[EXCERPT PROVIDED]

# Anyone see this?



## Cayal (May 16, 2008)

National Geographic News Photo Gallery: PHOTOS: Chile Volcano Erupts With Ash and Lightning






This is one of the most amazing photos I have ever seen.


----------



## Perpetual Man (May 16, 2008)

It is an incredible picture - this one and a few more from the same eruption were posted on the picture of the day thread a few days ago - but this might get a few more people to see it!!!


----------



## The Procrastinator (May 16, 2008)

Ooooooooo!

Yes, people like me who can't look at pic of the day for technical reasons - so thanks for giving this one its own thread. It doesn't even look real, does it?


----------



## Perpetual Man (May 16, 2008)

Sorry Procrastinator - so for any one who is unable to see picture of the day...

View attachment 16870

View attachment 16871

View attachment 16872


----------



## Lioness (May 16, 2008)

Wow, all three of those pictures are really amazing, expecially the first one.

[/EXCERPT PROVIDED]
[DATA FOR ANALYSIS]

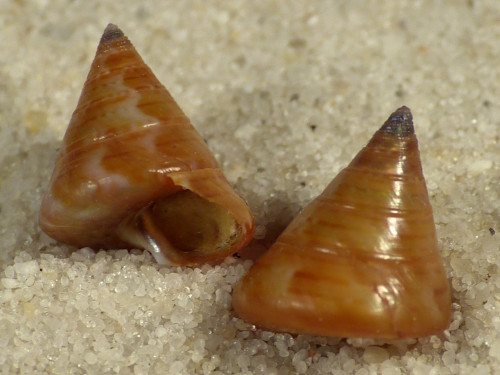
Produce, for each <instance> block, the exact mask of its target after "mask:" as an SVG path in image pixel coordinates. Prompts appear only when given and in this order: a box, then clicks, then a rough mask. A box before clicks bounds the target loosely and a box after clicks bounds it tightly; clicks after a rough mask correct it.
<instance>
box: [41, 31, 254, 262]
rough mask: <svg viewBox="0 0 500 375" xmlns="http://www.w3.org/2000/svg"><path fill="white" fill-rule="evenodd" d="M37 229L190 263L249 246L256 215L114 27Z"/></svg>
mask: <svg viewBox="0 0 500 375" xmlns="http://www.w3.org/2000/svg"><path fill="white" fill-rule="evenodd" d="M40 226H41V227H42V229H43V230H44V231H45V232H46V233H47V234H48V235H49V236H51V237H53V238H55V239H57V240H59V241H61V242H64V243H67V244H71V245H74V246H78V247H83V246H89V247H93V248H132V247H137V248H144V249H148V250H149V251H151V252H152V253H153V255H154V256H155V258H156V259H157V261H158V262H159V263H163V264H177V265H197V264H200V263H204V262H212V261H216V260H219V259H221V258H223V257H225V256H227V255H229V254H232V253H234V252H236V251H238V250H240V249H241V248H243V247H244V246H246V245H247V244H248V242H249V241H250V240H251V238H252V236H253V232H254V221H253V217H252V215H251V213H250V211H249V209H248V207H247V205H246V204H245V203H244V202H243V200H242V199H241V198H240V197H239V196H238V195H237V194H236V193H235V192H234V191H233V189H232V188H231V186H230V185H229V183H228V181H227V180H226V178H225V177H224V175H223V174H222V172H221V170H220V168H219V166H218V164H217V162H216V161H215V159H214V157H213V155H212V154H211V153H210V151H209V149H208V147H207V146H206V144H205V142H204V141H203V139H202V138H201V137H200V136H199V134H198V133H197V132H196V130H195V129H194V127H193V126H192V125H191V123H190V121H189V119H188V118H187V117H186V116H185V115H184V113H183V112H182V110H181V109H180V108H179V106H178V105H177V103H176V102H175V101H174V99H173V98H172V97H171V95H170V93H169V92H168V91H167V90H166V89H165V87H164V86H163V85H162V84H161V83H160V82H159V81H158V79H157V78H156V77H155V76H154V74H153V73H152V72H151V70H150V69H149V67H148V66H147V65H146V64H145V63H144V61H143V60H142V59H141V57H140V56H139V54H138V53H137V51H136V50H135V48H134V47H133V45H132V44H131V43H130V41H129V40H128V39H127V38H126V37H125V36H124V34H123V32H122V31H121V30H120V29H119V28H118V27H116V26H115V25H111V24H110V25H108V27H107V28H106V30H105V31H104V34H103V36H102V38H101V41H100V43H99V47H98V49H97V53H96V56H95V59H94V61H93V63H92V66H91V68H90V72H89V75H88V77H87V80H86V82H85V86H84V88H83V91H82V94H81V97H80V100H79V102H78V106H77V108H76V110H75V111H74V113H73V117H72V118H71V122H70V124H69V126H68V129H67V131H66V134H65V137H64V140H63V144H62V147H61V150H60V153H59V157H58V159H57V162H56V165H55V169H54V172H53V175H52V179H51V182H50V186H49V190H48V192H47V194H46V195H45V197H44V199H43V202H42V207H41V212H40Z"/></svg>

[/DATA FOR ANALYSIS]

--- PARTS OF THE EXERCISE ---
1. In the volcano thread, why did The Procrastinator thank the original poster for giving the photo its own thread? Answer in one to three sentences.
2. Write out the part of the volcano thread that opens with the words containing "This is one" and closes with "to see it!!!".
3. Answer each of these about the volcano thread on its own line:
(a) Whose News Photo Gallery does the first post link to?
(b) How many attachments did Perpetual Man post for those unable to see picture of the day?
(c) Which of those pictures did Lioness single out?
The listing stands apart from the volcano thread and is separate material.

--- SOLUTIONS TO THE EXERCISE ---
1. The Procrastinator can't look at the picture of the day thread for technical reasons. A separate thread let them see the photo.

2.
This is one of the most amazing photos I have ever seen.


----------



## Perpetual Man (May 16, 2008)

It is an incredible picture - this one and a few more from the same eruption were posted on the picture of the day thread a few days ago - but this might get a few more people to see it!!!

3.
(a) National Geographic's
(b) Three
(c) The first one